------ DOCUMENT SECTION ------

With its mission to restore a sacred economic model based on collaboration and reciprocity with nature, the founding of The Fountain birthed a powerful initiative now actively working to propel a return to the Natural Order for Our Existence.
The idea for The Fountain was initially conceived in 2010 when the Center for Sacred Studies – a US charity dedicated to sustaining ways of life based on collaboration and reciprocity with the Earth and all Her beings – realized that changes in the global economic system were threatening to affect the capacity for not for profits and service organizations to attain funding.
The Center, which had been holding activities and carrying prayers for world peace and unity for almost twenty years, now recognized the need to address this next step of economic sustainability in order to move forward.
Joyti, Spiritual Director of the Center for Sacred Studies, started to formulate a vision for restoring a holistic economic model catering to the diverse needs of the whole of our society. An economic system that would carefully consider how we expend energy to operate, how we can meet the emotional and spiritual needs of all those we walk with, and one based on the feminine principles of collaboration and reciprocity, maintaining balance with the natural order of life.
We began to explore existing models under development which were using these principles, as well as the traditional systems of First Nation peoples that supported the wellbeing and health of villages within indigenous societies.
Following direction given through meditation, Jyoti envisioned the basis for a new economic model that could evolve alongside the current unification process unfolding globally for the First Nation peoples. She duly received some funds in 2012 allowing her to follow Nature’s direction, having received a template in meditation for bringing together eight visionaries to explore the discovery phase of The Fountain, a high level collaboration initiative that could support the creation of a fountain of resource based on this feminine model of cooperation and reciprocity.
The eight visionaries consist of three representatives from the First Nation, four from the worlds of business and finance, and one with a background working for not for profit and service organizations.
The original principals for The Fountain were duly formulated by the group, creating a foundation for the new economic model to be seeded. In this first phase, as the group set the intention for Nature to proffer further allies to direct us in developing the model, an opening came via an elder of the La Sierras in Colombia, for a small group of Fountain representatives to travel to Colombia to meet with the Mamos and Sagos, the spiritual leaders of the Four Nations of La Sierras (Kogi, Wiwa, Arhuaco and Kankuamo).

------ DATA EXTRACT ------

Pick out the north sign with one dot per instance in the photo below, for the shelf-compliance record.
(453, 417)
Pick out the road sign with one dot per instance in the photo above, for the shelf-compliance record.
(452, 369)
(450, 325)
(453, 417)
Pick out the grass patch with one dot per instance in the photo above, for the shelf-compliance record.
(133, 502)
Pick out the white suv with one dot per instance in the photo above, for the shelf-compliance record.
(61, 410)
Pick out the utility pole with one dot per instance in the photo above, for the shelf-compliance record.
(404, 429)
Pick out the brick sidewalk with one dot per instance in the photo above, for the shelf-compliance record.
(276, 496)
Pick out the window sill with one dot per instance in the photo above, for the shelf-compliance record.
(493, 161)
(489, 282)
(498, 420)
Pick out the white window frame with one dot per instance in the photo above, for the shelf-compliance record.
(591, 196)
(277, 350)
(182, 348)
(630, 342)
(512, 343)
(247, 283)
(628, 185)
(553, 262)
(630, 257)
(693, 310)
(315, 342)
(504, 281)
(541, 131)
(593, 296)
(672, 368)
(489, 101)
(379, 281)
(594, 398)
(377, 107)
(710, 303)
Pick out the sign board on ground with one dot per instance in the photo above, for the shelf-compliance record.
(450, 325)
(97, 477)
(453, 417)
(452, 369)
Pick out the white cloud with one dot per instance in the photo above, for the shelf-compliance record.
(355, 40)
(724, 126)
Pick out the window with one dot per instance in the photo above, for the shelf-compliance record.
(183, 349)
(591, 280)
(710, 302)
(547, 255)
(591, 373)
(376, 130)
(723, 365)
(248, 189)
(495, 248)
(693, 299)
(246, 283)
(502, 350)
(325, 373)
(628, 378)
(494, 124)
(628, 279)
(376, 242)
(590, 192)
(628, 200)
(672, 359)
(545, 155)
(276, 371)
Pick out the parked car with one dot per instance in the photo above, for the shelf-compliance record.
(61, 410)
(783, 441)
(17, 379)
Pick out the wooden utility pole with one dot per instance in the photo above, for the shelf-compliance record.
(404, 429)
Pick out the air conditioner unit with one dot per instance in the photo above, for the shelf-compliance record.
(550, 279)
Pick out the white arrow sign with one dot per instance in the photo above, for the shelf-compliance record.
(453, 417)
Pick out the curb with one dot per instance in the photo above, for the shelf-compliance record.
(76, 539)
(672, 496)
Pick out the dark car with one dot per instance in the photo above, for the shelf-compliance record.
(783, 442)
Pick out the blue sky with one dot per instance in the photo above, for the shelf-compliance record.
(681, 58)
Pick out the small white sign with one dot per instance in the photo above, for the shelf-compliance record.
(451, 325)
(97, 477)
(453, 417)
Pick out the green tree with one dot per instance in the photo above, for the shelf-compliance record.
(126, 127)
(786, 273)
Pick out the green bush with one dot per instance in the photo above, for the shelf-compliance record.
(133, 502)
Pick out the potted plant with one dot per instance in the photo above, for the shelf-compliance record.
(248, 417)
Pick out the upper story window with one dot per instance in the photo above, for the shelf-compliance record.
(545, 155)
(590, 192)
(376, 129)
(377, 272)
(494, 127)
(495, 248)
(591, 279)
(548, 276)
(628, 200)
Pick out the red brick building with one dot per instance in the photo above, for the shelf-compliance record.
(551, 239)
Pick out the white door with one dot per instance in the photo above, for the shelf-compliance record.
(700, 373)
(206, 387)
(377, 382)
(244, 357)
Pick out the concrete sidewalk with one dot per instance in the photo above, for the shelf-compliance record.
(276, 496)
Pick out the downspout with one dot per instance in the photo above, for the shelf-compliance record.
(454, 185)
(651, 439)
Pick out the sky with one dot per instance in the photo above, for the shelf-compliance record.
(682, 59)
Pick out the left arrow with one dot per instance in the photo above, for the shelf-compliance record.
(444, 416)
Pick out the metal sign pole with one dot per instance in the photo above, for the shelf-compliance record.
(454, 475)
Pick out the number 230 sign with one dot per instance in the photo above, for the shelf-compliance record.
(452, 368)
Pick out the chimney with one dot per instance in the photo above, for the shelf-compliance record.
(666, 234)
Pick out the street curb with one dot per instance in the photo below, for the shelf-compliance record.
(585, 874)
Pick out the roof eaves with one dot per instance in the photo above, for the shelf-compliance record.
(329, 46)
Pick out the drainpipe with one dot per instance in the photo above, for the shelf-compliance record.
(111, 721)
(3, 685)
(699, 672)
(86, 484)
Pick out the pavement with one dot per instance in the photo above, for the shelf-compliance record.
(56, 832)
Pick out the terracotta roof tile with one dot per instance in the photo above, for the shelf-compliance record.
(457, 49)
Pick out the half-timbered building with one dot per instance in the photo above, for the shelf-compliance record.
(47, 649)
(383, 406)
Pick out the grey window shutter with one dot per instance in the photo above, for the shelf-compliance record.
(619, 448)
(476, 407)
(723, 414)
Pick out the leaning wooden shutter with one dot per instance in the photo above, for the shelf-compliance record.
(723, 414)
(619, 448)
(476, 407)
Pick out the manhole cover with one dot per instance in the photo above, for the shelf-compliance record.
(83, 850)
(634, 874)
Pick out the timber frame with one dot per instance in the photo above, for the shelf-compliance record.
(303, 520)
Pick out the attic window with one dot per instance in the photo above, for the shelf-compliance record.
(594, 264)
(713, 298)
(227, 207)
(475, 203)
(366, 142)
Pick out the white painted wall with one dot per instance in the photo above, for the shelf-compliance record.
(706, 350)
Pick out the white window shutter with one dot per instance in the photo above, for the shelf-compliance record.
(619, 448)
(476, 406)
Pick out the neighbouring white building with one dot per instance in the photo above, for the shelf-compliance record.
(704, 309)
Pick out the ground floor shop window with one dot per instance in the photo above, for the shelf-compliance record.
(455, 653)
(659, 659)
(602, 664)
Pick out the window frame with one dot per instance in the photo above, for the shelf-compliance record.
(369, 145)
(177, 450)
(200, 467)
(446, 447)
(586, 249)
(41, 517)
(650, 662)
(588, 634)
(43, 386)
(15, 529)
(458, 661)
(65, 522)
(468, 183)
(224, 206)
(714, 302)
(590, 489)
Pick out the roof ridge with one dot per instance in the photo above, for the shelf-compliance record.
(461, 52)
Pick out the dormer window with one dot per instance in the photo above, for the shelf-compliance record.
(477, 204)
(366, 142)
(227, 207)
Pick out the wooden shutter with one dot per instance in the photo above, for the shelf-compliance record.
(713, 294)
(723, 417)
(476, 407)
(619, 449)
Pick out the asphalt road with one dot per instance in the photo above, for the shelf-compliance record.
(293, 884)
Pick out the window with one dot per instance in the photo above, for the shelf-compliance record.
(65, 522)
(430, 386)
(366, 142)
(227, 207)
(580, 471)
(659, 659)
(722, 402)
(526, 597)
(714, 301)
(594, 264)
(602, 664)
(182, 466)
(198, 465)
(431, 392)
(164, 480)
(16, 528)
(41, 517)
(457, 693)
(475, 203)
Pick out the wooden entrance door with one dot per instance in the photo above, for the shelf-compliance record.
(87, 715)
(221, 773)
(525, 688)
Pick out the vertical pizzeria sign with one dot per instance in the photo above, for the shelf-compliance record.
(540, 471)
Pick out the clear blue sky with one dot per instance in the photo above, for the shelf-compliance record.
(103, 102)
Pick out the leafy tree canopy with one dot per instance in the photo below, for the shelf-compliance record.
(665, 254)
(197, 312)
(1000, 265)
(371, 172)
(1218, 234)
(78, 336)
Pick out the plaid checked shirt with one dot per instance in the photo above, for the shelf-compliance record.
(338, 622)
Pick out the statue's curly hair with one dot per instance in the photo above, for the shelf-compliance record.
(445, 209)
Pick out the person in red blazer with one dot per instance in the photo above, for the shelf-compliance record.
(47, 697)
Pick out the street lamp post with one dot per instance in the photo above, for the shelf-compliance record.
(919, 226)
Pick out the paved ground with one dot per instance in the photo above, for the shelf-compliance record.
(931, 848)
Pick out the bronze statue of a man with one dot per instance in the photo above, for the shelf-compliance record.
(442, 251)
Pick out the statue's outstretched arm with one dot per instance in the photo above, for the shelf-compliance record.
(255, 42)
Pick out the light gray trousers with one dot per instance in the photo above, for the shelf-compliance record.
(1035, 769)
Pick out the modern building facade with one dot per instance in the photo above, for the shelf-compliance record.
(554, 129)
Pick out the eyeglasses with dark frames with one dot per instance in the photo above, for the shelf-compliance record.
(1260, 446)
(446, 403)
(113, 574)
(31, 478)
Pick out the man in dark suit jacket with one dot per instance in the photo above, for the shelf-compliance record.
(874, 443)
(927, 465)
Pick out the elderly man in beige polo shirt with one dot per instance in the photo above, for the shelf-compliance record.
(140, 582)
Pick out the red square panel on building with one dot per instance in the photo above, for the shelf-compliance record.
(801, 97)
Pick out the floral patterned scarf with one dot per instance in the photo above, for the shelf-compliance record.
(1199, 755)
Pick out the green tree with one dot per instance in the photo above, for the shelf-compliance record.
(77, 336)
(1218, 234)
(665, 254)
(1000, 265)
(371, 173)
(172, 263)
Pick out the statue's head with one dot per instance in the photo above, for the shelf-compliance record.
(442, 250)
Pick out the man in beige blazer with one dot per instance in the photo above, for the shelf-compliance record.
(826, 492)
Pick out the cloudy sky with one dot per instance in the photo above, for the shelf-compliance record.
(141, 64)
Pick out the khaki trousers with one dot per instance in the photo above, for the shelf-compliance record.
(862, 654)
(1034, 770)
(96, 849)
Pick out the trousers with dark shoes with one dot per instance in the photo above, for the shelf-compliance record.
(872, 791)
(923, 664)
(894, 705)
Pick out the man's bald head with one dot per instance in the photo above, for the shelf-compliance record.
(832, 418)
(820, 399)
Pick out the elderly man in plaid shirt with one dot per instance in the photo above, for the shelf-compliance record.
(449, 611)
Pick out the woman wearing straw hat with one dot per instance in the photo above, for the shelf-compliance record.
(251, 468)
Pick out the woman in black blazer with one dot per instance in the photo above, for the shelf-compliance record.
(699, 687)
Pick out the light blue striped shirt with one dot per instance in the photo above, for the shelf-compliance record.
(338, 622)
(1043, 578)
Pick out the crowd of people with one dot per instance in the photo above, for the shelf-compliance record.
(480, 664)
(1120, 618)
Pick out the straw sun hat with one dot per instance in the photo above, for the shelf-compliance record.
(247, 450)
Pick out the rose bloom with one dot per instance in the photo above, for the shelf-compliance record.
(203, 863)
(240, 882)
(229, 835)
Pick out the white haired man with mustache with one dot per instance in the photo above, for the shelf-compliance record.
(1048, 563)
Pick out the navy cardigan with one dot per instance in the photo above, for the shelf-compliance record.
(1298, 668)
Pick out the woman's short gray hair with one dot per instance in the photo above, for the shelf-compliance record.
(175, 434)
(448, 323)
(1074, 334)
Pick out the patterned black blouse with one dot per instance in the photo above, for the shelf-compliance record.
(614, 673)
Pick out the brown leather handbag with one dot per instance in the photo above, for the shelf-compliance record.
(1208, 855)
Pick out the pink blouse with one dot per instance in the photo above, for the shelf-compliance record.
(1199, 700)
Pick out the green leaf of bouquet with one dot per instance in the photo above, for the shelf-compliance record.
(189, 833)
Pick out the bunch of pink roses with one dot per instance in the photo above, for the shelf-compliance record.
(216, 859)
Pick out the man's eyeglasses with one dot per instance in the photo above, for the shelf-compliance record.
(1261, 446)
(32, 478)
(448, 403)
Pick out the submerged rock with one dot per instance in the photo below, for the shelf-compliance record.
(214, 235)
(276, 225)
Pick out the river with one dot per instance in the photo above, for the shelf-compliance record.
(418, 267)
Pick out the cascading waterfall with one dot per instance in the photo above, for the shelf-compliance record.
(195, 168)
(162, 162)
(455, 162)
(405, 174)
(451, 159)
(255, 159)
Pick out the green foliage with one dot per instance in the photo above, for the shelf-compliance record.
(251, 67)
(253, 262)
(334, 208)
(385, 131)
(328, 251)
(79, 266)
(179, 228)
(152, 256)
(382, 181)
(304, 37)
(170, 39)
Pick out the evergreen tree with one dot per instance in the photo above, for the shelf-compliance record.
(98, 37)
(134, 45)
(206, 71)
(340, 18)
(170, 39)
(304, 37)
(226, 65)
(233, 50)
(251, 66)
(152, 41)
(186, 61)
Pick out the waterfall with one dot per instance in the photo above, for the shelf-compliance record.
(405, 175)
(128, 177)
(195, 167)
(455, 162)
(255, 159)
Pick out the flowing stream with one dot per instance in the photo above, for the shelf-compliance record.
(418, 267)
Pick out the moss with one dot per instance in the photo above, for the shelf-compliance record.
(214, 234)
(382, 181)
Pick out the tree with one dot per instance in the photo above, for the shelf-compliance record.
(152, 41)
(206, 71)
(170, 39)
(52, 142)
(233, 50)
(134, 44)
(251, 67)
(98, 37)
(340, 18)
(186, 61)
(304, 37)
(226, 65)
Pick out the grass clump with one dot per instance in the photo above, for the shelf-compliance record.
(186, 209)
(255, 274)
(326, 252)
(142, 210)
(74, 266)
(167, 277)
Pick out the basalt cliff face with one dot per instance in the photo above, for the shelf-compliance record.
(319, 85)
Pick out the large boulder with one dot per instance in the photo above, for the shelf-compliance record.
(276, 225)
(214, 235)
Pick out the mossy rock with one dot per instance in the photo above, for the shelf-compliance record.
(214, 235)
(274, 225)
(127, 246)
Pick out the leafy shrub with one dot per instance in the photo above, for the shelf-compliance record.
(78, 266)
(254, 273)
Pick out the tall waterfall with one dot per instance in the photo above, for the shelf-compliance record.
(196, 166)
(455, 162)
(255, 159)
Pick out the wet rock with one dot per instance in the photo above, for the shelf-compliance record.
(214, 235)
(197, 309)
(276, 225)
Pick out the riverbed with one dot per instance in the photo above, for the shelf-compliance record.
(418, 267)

------

WHAT TO WORK ON:
- A) Summarize the account of The Fountain's founding in two sentences.
- B) Continue the account of The Fountain's founding, picking up after its final sentence.

ANSWERS IN ORDER:
- A) The Fountain, an initiative to restore an economic model based on collaboration and reciprocity with nature, was conceived in 2010 when the Center for Sacred Studies realized that changes in the global economic system threatened the capacity of not for profits and service organizations to attain funding. Following direction received in meditation, the Center's Spiritual Director brought together eight visionaries from First Nation, business and finance, and not for profit backgrounds, and an opening then came for a small group of Fountain representatives to travel to Colombia to meet the spiritual leaders of the Four Nations of La Sierras.

- B)
Fountain visionaries on this important journey to Colombia included Loretta Afraid of Bear Cook of the Lakota, who is pioneering The Fountain’s Earth Initiatives, including the Black Hills initiative with its incentive to return the Black Hills to the guardianship of the Great Sioux Nation. The Colombia journey seeded a deep alliance among the Fountain group, furthering its mission of unification and the return of sacred sites around the world to land preservations and to the stewardship of our First Nation peoples. Two elders from the Four Nations came on board as Fountain visionaries, assisting in the coordination of their tribes’ contribution to The Fountain.
When Joyti shared with the Four Nations elders a diagram of the template for The Fountain, they were amazed, immediately recognizing it as an ancient symbol of the Kogi tribe. They agreed that this felt like the right platform for restoring natural order, allowing The Fountain to serve as an instrument for restoring balance to the Earth at this critical time of environmental and financial crisis.
Soon after returning from Colombia, Loretta and her husband Tom facilitated a Sundance in honor of womankind which included the ritual use of sacred plants that Loretta had been given by the Mamos to share with the male dancers. Loretta tied 405 prayer ties on the sacred tree in honor of the newly formed Fountain alliance. At the same time, back in the La Sierras, the Mamos and Sagas held a nine day ceremony, seeking Nature’s direction for our next steps.
It was duly arranged to bring some elders from the Four Nations to the U.S. to convene with leaders from other First Nation peoples, including the Clan Mothers of the Mohawk in New York, the Hopi, and the Dogon from Africa who were visiting the U.S.
The Fountain visionaries have continued to follow Nature’s direction as it was revealed to them.
As Joyti remembers from the 2012 visit to Colombia’s La Sierras:
“I will say that after we met the Mamos and the Sagas on their sacred mountain, all of us present felt the hand of the Creator and we were deeply touched by the power of that moment and of the blessings of that holy mountain. In this model, we are directed by Nature through ceremony and ritual and then take the next steps with practical feet. Each movement forward helps us to restore another part of this very old model of economics.”
As celebrated ‘Earth Pilgrim’ Satish Kumar recently stated during the recent FutureNOW spiritual ecology conference in Bristol UK (November 2014):
“The origin of the word ‘Economy’ refers to the management of our planetary home. The origin of the word ‘Ecology’ talks about the intelligence of Nature. And the future of our planet depends on our ability to marry the two.”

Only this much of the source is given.